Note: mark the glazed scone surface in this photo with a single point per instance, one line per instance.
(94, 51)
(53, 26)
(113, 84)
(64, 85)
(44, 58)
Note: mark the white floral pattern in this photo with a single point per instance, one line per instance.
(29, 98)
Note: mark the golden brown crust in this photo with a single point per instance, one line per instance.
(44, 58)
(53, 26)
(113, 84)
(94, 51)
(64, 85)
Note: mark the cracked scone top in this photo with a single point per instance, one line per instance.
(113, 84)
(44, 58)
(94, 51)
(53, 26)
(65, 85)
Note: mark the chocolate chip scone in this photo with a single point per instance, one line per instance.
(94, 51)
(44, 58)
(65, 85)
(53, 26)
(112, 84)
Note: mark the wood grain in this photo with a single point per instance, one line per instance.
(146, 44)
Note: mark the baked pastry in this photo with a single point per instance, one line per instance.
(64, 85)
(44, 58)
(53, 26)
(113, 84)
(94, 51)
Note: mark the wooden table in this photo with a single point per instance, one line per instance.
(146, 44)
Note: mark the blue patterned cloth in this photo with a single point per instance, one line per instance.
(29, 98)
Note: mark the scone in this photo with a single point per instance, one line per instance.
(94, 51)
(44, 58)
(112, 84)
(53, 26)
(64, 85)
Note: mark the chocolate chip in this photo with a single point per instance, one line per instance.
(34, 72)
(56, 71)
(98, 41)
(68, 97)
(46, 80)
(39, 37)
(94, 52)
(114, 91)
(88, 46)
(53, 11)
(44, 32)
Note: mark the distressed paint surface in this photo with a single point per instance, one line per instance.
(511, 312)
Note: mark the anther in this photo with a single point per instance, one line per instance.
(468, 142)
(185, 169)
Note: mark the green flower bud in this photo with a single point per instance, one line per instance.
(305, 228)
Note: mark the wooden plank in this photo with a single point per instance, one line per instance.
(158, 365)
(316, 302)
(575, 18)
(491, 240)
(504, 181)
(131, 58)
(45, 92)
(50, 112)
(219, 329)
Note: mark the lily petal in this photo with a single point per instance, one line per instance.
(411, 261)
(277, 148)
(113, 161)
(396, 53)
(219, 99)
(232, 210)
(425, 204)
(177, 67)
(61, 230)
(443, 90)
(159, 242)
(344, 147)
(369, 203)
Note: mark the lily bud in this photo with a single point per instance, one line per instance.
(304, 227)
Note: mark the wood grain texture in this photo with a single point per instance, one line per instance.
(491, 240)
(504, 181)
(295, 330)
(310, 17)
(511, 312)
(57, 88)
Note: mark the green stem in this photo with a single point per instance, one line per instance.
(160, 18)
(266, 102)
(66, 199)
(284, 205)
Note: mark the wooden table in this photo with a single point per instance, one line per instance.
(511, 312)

■ ■ ■ ■ ■ ■ ■

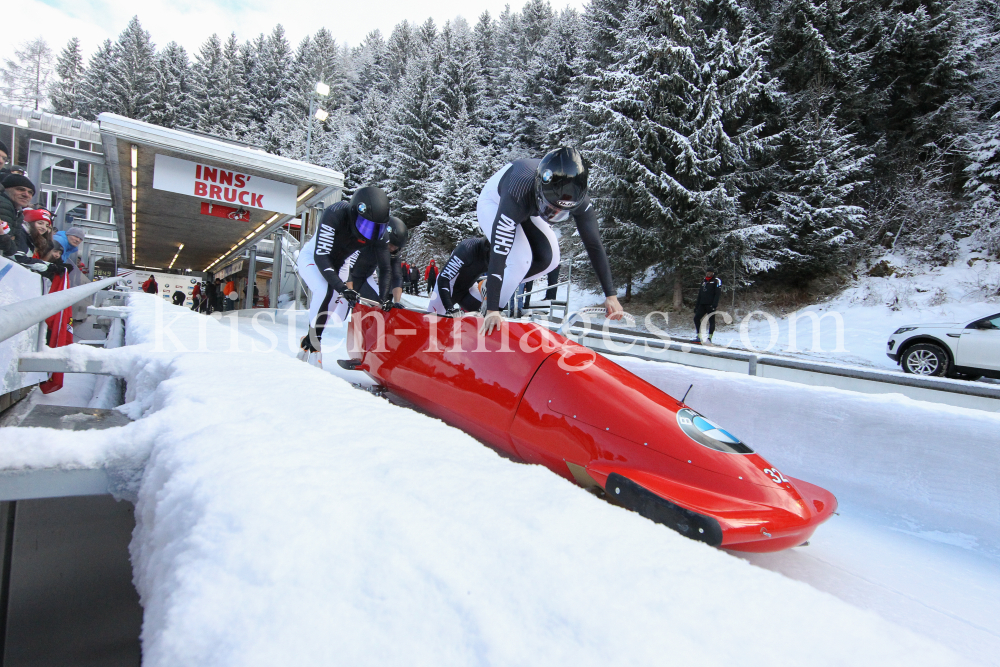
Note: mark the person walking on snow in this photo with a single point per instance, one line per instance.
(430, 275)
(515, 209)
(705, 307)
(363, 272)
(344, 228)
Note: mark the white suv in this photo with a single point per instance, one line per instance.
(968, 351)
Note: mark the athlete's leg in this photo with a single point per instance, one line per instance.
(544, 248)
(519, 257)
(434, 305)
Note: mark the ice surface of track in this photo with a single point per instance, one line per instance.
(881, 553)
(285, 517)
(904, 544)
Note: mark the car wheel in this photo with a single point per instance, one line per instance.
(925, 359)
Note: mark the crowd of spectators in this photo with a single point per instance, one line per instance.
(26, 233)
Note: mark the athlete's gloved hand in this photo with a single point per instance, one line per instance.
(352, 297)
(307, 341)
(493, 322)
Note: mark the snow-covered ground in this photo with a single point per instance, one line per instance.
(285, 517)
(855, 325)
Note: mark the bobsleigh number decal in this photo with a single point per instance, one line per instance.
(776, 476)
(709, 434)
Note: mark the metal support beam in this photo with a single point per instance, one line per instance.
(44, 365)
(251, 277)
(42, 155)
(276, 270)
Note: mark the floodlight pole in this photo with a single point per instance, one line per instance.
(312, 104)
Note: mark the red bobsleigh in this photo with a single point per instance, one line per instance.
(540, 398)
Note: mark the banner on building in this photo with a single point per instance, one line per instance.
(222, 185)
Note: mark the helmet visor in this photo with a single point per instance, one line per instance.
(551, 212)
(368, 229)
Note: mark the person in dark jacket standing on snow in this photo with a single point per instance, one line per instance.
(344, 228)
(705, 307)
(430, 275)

■ ■ ■ ■ ■ ■ ■

*Exercise prompt*
Pick out every one of the rows above that contains the string "green", and copy each in full. Matches must agree in case.

*Answer to this task*
Note: mark the green flower bud in this photo with a single point per instance, one line per instance.
Note: mark the green stem in this photo with a single point per instance, one line per instance.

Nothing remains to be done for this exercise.